##### DATASET RECORDS #####

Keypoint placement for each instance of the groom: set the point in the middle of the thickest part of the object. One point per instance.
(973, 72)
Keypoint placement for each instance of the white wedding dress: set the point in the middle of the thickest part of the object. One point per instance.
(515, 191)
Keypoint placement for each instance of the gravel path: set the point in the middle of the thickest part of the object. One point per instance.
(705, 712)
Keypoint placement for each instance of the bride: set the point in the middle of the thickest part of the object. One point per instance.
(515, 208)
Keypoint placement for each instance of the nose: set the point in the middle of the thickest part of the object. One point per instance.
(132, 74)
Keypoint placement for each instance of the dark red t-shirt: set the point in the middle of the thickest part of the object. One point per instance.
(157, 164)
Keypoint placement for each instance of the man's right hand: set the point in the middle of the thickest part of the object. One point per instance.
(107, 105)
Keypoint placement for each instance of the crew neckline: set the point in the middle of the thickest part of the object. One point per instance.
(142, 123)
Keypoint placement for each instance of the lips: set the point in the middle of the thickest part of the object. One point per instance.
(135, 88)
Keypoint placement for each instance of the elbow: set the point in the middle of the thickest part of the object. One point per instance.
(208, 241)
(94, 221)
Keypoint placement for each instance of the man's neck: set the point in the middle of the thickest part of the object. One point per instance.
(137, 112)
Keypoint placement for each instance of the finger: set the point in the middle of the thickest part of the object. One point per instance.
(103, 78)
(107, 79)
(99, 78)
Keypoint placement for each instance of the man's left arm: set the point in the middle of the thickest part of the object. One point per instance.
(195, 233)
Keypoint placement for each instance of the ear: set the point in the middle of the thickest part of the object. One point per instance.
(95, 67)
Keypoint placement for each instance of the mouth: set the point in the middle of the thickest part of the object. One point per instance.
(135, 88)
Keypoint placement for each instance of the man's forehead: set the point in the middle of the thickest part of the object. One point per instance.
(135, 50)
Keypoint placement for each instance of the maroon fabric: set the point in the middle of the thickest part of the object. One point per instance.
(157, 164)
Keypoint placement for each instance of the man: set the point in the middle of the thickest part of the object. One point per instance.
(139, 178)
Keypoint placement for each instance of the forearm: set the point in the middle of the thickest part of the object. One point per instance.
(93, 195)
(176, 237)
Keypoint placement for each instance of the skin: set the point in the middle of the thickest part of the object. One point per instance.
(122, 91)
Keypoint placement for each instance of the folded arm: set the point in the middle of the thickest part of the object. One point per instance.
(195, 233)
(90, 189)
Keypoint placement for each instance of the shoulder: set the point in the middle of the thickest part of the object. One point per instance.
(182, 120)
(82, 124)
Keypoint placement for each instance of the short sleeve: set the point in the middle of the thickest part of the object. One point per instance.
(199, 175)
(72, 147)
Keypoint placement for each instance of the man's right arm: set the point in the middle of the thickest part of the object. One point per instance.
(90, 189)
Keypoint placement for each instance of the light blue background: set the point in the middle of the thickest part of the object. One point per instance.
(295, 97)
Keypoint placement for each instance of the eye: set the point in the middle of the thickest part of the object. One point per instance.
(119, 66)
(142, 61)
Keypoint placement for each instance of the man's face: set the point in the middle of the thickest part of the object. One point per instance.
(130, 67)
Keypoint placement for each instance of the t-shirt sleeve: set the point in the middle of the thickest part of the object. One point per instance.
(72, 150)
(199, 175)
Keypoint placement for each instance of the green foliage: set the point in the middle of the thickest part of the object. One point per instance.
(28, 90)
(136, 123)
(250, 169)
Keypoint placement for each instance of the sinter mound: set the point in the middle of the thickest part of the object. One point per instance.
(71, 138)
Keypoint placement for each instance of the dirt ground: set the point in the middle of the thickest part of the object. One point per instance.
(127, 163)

#####

### ACTIVITY
Repeat, word for word, every line from the line that contains "Keypoint placement for each instance of the dirt" to the end of the entries; include both of those lines and no others.

### ANSWER TO THE PROBLEM
Keypoint placement for each instance of the dirt ground: set the point in the middle of the thickest part of the object. One point per instance.
(127, 163)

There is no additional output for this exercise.